DOKUMEN:
-.-.-

Pamekasan (Antara Jatim) - Sesekali, Erfan menyeka keringat di wajahnya, sembari memulai memasang paku pada plafon yang telah diberita tanda sebelumnya oleh pekerja pemasang plafon lainnya.
Raut wajah lesu, sangat jelas terlihat, namun Erfan seolah tak peduli dengan semua itu. Satu persatu plafon berukuran 1 kali 2 meter itu dipaku pada titik-titik yang diberita tanda.
"Ini kan ukuran sudah pas kan Nom?" tanya pemuda berusia 21 tahun dengan nama lengkap Lukman Erfandi ini pada pria paruh baya yang sejak tadi memasang tanda, tempat memasang paku pada plafon.
"Iya Cong, tinggal memasang," jawab pria bernama Fadili itu singkat.
Nom atau "anom", merupakan panggilan kemenakan kepada paman atau anak usia remaja kepada pria yang lebih dewasa. Sementara "cong" penyingkatan kata "kacong" merupakan panggilan dari orang dewasa kepada yang muda, seperti orang tua kepada anak atau paman kepada kemenakan.

-.-.-

TUGAS A: Salin bagian artikel tentang Erfan mulai dari "Pamekasan (Antara Jatim)" sampai dengan "paman kepada kemenakan.".
TUGAS B: Berapa usia Erfan menurut artikel tentang Erfan?
TUGAS C: Lanjutkan artikel tentang Erfan dari kalimat terakhirnya.
Daftar di bawah ini merupakan bahan tersendiri yang terpisah dari artikel tentang Erfan.

-.-.-

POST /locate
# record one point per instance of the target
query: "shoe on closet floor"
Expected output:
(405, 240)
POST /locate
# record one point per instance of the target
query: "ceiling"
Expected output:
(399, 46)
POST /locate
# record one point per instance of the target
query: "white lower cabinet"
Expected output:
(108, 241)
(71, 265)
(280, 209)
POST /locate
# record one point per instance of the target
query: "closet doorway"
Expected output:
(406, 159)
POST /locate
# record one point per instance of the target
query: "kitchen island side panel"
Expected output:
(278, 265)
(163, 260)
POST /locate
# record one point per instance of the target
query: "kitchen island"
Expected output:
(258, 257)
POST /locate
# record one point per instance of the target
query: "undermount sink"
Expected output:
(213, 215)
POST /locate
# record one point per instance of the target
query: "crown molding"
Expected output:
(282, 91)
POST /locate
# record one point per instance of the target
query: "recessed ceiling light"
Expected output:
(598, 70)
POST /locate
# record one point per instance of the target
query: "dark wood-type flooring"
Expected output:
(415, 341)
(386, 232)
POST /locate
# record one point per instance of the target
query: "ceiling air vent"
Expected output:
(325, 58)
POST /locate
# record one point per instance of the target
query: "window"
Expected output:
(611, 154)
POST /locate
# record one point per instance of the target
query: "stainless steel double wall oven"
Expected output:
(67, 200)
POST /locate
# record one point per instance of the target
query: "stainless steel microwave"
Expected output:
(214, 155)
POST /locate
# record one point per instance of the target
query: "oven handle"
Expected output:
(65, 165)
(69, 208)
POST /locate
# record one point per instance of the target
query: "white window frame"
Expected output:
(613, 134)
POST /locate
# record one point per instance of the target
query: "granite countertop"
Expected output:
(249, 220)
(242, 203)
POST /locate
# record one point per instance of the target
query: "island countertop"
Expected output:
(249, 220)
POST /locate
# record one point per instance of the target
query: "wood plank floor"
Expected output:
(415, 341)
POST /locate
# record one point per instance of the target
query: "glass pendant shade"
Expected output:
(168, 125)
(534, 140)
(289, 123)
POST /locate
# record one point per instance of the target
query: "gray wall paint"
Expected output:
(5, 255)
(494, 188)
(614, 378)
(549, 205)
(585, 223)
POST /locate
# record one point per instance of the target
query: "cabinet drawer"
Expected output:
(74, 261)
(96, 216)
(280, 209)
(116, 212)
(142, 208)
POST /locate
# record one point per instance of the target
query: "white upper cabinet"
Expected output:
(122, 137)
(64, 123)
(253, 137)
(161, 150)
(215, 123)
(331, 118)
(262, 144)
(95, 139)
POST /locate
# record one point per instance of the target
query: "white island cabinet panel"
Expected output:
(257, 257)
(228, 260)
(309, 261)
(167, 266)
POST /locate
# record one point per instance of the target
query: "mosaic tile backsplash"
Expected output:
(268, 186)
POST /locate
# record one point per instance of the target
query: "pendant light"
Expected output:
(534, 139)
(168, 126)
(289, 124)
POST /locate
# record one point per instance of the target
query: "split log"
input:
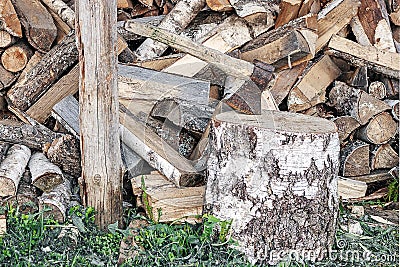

-.-.-

JAWABAN TERTULIS A:
Pamekasan (Antara Jatim) - Sesekali, Erfan menyeka keringat di wajahnya, sembari memulai memasang paku pada plafon yang telah diberita tanda sebelumnya oleh pekerja pemasang plafon lainnya.
Raut wajah lesu, sangat jelas terlihat, namun Erfan seolah tak peduli dengan semua itu. Satu persatu plafon berukuran 1 kali 2 meter itu dipaku pada titik-titik yang diberita tanda.
"Ini kan ukuran sudah pas kan Nom?" tanya pemuda berusia 21 tahun dengan nama lengkap Lukman Erfandi ini pada pria paruh baya yang sejak tadi memasang tanda, tempat memasang paku pada plafon.
"Iya Cong, tinggal memasang," jawab pria bernama Fadili itu singkat.
Nom atau "anom", merupakan panggilan kemenakan kepada paman atau anak usia remaja kepada pria yang lebih dewasa. Sementara "cong" penyingkatan kata "kacong" merupakan panggilan dari orang dewasa kepada yang muda, seperti orang tua kepada anak atau paman kepada kemenakan.

JAWABAN TERTULIS B: 21 tahun.

JAWABAN TERTULIS C:
Di rumah Hosni, Desa Tlagah, Kecamatan Pegantenan, Pamekasan inilah, Lukman Erfandi bersama Fadili bekerja sebagai pemasang plafon rumah.
Mahasiswa semester VI Jurusan Syariah pada Program Studi Perbankan Syariah, Sekolah Tinggi Agama Islam Negeri (STAIN) Pamekasan, ini kini menjadi tukang pemasang plafon, demi biaya kuliah dan menghidupi ibu dan adiknya. Itu dilakukan setelah ayahnya Marsuki, tewas menjadi korban carok massal yang terjadi pada 20 November 2014.
"Saat ayah masih hidup, saya tidak pernah bekerja sekeras ini. Kalaupun bekerja, sekadar membantu saja, karena ayah meminta agar saya fokus kuliah," katanya lirih.
Tatapan kosong dengan mata dan derai air mata, sesekali mengalir dari kelopak matanya, saat pemuda berambut lurus tinggi badan 165 cm ini menceritakan kejadian tragis yang menimpa ayahnya, enam bulan lalu.
Lukman merupakan anak kedua dari tiga bersaudara dari pasangan suami istri Marsuki dan Farida.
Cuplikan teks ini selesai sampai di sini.